▶ Written request
How would you sum up the kafka-storm-starter build and IDE notes in two sentences?

▶ Document text
To create a normal ("slim") jar:

$ ./sbt clean package

>>> Generates `target/scala-2.10/kafka-storm-starter_2.10-0.2.0-SNAPSHOT.jar`

To create a fat jar, which includes any dependencies of kafka-storm-starter:

$ ./sbt assembly

>>> Generates `target/scala-2.10/kafka-storm-starter-assembly-0.2.0-SNAPSHOT.jar`

_Note: By default, `assembly` by itself will NOT run any tests. If you want to run tests before assembly, chain sbt_
_commands in sequence, e.g. `./sbt test assembly`. See [assembly.sbt](assembly.sbt)` for details why we do this._

To create a scaladoc/javadoc jar:

$ ./sbt packageDoc

>>> Generates `target/scala-2.10/kafka-storm-starter_2.10-0.2.0-SNAPSHOT-javadoc.jar`

To create a sources jar:

$ ./sbt packageSrc

>>> Generates `target/scala-2.10/kafka-storm-starter_2.10-0.2.0-SNAPSHOT-sources.jar`

To create API docs:

$ ./sbt doc

>>> Generates `target/scala-2.10/api/*` (HTML files)

## IDE support

### IntelliJ IDEA

kafka-storm-starter integrates the [sbt-idea plugin](https://github.com/mpeltonen/sbt-idea). Use the following command
to build IDEA project files:

$ ./sbt gen-idea

You can then open kafka-storm-starter as a project in IDEA via _File > Open..._ and selecting the top-level directory
of kafka-storm-starter.

**Important note:** There is a bug when using the sbt plugins for Avro and for IntelliJ IDEA in combination. The sbt
plugin for Avro reads the Avro `*.avsc` schemas stored under `src/main/avro` and generates the corresponding Java
classes, which it stores under `target/scala-2.10/src_managed/main/compiled_avro` (in the case of kafka-storm-starter,
a `Tweet.java` class will be generated from the Avro schema [twitter.avsc](src/main/avro/twitter.avsc)). The latter
path must be added to IDEA's _Source Folders_ setting, which will happen automatically for you. However the
aforementioned bug will add a second, incorrect path to _Source Folders_, too, which will cause IDEA to complain about
not being able to find the Avro-generated Java classes (here: the `Tweet` class).

Until this bug is fixed upstream you can use the following workaround, which you must perform everytime you run
`./sbt gen-idea`:

1. In IntelliJ IDEA open the project structure for kafka-storm-starter via _File > Project Structure..._.
2. Under _Project settings_ on the left-hand side select _Modules_.
3. Select the _Sources_ tab on the right-hand side.

▶ Material
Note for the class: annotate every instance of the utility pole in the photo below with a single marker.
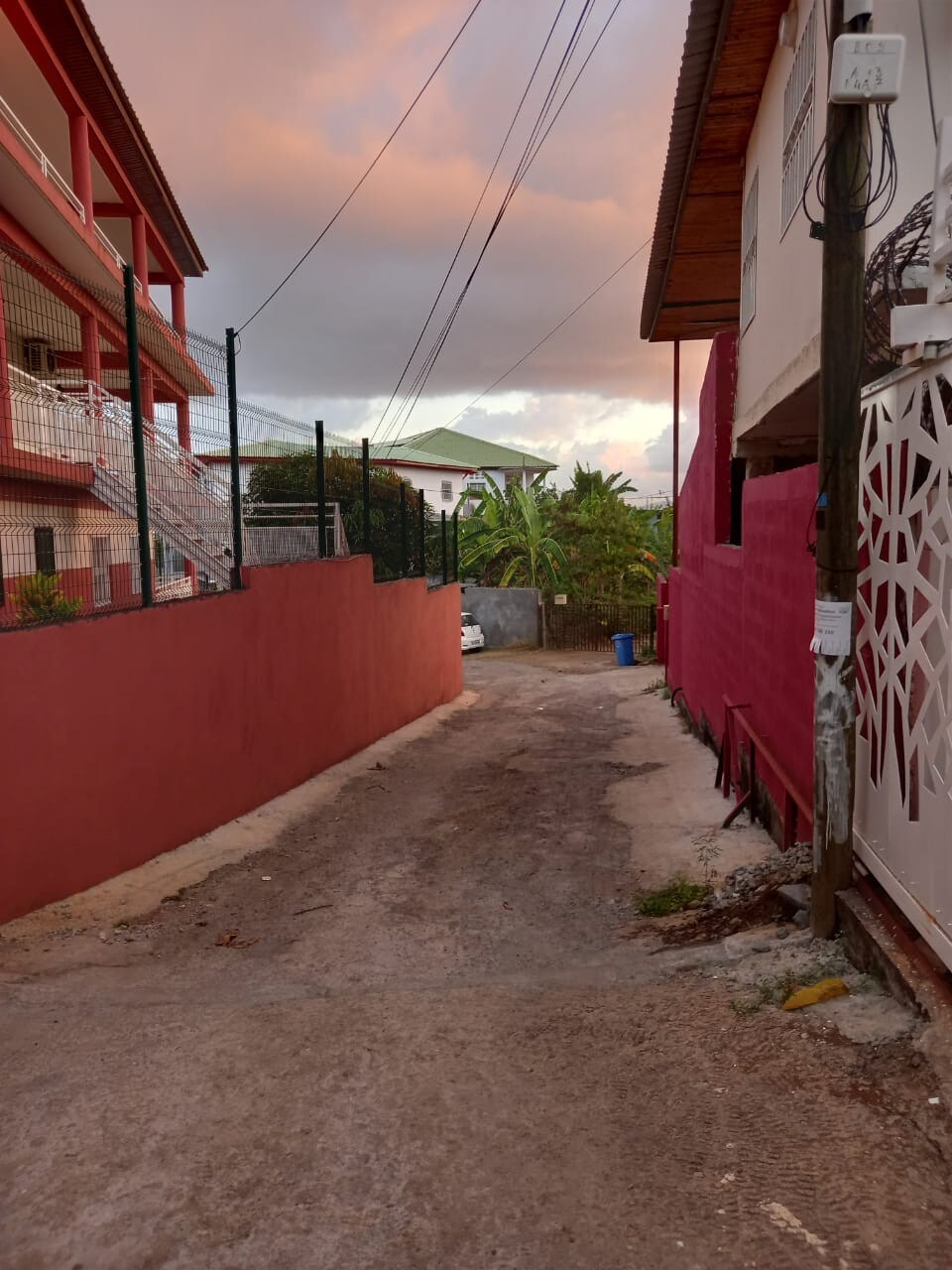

▶ Solution to the exercise
The notes list sbt commands for building kafka-storm-starter: `./sbt clean package` makes a slim jar, `./sbt assembly` makes a fat jar that includes dependencies but runs no tests by default, `./sbt packageDoc` and `./sbt packageSrc` make scaladoc/javadoc and sources jars, and `./sbt doc` generates HTML API docs. For IntelliJ IDEA, `./sbt gen-idea` builds the project files, but a bug in combining the Avro and IDEA sbt plugins adds a second, incorrect path to Source Folders so IDEA cannot find Avro-generated classes such as `Tweet`, which calls for a workaround through File > Project Structure after every `./sbt gen-idea` run.